# Stored items from a collection
══════════════════════════════

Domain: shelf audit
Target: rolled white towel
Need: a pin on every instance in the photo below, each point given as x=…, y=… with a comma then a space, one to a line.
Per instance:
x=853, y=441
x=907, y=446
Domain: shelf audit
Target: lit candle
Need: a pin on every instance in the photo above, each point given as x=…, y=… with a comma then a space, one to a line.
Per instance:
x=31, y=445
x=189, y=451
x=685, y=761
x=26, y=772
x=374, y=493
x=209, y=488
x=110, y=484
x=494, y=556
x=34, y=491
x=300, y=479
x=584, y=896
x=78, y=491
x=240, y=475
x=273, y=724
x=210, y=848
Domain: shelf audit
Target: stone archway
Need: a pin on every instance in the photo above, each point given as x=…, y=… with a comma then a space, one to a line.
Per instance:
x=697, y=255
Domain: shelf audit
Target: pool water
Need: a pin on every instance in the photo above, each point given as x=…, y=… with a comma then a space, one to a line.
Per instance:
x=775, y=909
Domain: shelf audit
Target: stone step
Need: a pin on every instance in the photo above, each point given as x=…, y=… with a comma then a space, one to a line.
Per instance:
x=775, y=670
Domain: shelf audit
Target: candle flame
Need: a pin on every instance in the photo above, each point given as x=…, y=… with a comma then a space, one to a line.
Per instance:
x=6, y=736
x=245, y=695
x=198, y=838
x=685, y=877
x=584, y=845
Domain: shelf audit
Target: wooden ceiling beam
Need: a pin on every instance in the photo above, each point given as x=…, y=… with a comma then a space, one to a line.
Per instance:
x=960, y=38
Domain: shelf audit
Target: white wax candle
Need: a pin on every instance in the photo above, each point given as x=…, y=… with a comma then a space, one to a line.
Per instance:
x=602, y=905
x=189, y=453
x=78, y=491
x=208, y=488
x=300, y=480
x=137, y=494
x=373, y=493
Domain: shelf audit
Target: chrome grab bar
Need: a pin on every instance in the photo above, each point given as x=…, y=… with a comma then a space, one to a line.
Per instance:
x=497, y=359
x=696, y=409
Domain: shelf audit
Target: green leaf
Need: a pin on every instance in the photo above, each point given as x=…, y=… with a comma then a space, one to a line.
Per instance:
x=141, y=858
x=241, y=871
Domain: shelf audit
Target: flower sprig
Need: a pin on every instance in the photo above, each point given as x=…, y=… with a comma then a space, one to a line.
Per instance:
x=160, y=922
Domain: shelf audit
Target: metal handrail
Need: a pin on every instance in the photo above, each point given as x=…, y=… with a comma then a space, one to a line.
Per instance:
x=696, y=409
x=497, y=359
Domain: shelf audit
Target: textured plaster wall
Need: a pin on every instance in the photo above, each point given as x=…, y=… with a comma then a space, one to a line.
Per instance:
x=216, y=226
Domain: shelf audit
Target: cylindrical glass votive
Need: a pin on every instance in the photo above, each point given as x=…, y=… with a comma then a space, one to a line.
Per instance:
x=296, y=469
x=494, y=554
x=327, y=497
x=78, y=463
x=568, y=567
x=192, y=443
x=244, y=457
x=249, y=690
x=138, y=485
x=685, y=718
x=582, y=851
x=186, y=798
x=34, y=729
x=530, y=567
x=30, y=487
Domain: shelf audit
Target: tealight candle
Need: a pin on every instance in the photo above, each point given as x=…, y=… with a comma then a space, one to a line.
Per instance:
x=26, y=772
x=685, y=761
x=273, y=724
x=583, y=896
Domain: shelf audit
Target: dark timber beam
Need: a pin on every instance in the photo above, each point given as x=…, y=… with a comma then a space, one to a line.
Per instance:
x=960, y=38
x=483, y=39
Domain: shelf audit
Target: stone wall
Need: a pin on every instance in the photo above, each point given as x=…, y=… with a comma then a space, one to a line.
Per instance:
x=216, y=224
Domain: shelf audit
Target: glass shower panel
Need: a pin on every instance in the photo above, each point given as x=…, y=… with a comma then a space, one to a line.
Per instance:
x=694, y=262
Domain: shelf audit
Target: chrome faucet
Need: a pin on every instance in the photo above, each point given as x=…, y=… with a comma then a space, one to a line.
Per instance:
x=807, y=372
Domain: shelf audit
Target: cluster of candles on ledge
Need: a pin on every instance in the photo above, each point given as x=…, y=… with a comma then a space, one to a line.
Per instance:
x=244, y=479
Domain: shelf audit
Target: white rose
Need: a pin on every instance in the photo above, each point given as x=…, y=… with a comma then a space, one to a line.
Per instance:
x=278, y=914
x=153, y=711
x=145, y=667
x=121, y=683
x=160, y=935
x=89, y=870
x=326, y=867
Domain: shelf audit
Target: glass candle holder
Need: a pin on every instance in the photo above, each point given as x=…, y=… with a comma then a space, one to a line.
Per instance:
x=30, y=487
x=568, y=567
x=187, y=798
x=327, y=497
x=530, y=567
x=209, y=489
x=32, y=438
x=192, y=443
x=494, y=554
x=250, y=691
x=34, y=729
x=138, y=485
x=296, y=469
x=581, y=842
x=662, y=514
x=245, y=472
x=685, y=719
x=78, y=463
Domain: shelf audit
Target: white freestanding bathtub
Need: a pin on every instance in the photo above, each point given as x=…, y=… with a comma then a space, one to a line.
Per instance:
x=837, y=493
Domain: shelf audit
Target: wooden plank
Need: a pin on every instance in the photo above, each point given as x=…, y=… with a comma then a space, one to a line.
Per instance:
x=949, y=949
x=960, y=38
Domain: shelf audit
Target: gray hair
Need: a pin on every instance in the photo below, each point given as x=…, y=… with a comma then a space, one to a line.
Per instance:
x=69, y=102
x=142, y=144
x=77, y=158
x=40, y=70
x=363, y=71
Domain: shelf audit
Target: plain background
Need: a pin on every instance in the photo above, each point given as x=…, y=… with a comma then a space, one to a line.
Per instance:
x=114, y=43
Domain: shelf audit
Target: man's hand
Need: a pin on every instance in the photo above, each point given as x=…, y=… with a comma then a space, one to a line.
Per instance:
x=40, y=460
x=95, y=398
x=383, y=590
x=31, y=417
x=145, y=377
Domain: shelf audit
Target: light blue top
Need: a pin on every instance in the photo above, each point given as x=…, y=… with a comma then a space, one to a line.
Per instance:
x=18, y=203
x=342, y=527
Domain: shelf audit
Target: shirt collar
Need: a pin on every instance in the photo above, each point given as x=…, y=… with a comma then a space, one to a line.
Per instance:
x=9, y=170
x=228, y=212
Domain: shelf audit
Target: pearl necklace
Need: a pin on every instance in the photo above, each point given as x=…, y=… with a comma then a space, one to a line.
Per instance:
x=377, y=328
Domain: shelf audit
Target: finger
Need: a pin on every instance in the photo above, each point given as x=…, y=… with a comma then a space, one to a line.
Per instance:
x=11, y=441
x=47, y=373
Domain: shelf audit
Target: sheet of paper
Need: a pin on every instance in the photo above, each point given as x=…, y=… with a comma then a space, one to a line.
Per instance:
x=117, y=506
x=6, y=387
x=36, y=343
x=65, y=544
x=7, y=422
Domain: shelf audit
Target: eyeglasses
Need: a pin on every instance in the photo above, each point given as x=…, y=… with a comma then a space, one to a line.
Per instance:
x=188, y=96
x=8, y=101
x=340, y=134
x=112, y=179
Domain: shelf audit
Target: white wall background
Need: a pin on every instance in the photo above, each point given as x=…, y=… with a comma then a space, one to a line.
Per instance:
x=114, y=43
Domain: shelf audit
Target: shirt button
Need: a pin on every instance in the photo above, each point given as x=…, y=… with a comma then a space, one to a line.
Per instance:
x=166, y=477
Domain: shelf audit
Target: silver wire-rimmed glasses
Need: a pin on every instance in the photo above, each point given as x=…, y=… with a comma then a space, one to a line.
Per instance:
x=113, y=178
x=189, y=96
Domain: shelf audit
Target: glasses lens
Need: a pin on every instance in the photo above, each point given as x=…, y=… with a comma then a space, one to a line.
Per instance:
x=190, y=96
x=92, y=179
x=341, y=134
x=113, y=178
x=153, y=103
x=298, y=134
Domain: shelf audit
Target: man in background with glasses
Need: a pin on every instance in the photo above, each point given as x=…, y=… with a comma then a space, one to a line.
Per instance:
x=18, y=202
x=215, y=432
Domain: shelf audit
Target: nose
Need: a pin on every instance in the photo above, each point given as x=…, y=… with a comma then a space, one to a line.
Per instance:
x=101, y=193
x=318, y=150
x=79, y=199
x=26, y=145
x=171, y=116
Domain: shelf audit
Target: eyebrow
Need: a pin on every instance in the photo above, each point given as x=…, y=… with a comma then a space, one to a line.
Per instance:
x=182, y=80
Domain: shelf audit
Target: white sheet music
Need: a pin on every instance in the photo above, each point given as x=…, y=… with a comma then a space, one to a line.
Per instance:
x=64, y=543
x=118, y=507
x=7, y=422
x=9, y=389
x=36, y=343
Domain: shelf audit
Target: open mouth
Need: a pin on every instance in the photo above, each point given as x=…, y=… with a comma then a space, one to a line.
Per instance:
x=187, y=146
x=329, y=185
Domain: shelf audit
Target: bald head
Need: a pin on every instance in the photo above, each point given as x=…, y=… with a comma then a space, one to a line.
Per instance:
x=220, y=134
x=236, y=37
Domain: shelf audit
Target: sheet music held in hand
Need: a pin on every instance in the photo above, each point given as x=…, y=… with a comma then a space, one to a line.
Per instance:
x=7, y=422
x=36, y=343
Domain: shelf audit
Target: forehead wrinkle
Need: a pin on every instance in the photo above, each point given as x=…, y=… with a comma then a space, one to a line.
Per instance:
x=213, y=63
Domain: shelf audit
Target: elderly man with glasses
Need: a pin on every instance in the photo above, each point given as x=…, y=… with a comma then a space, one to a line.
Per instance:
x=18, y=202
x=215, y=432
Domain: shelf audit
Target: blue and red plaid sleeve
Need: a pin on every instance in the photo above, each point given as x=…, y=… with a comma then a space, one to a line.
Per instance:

══════════════════════════════

# What you will do
Render the data as a numbered list, everything from the first line down to the line containing "x=775, y=670", both included. Leave out any blank lines.

# Result below
1. Domain: shelf audit
2. Target: rolled white towel
3. Need: a pin on every instance in the photo below, each point given as x=…, y=… with a comma then a space, one to a line.
4. Per instance:
5. x=853, y=441
6. x=907, y=446
7. Domain: shelf audit
8. Target: lit candle
9. Need: a pin on every instance in the photo above, each point given as x=…, y=… with a comma then a space, one to a line.
10. Per instance:
11. x=31, y=445
12. x=189, y=451
13. x=685, y=761
14. x=26, y=772
15. x=374, y=493
16. x=209, y=488
17. x=110, y=484
18. x=494, y=556
19. x=34, y=491
20. x=300, y=479
21. x=584, y=896
22. x=78, y=491
23. x=240, y=475
24. x=273, y=724
25. x=210, y=848
26. Domain: shelf audit
27. Target: stone archway
28. Need: a pin on every instance in the photo above, each point given as x=…, y=… with a comma then a space, one to a line.
29. Per instance:
30. x=697, y=255
31. Domain: shelf audit
32. Target: pool water
33. Need: a pin on every instance in the photo above, each point given as x=…, y=… with a comma then a space, one to a line.
34. Per instance:
35. x=775, y=909
36. Domain: shelf audit
37. Target: stone step
38. Need: a pin on every instance in the photo above, each point given as x=…, y=… with a comma then a space, one to a line.
39. Per instance:
40. x=775, y=670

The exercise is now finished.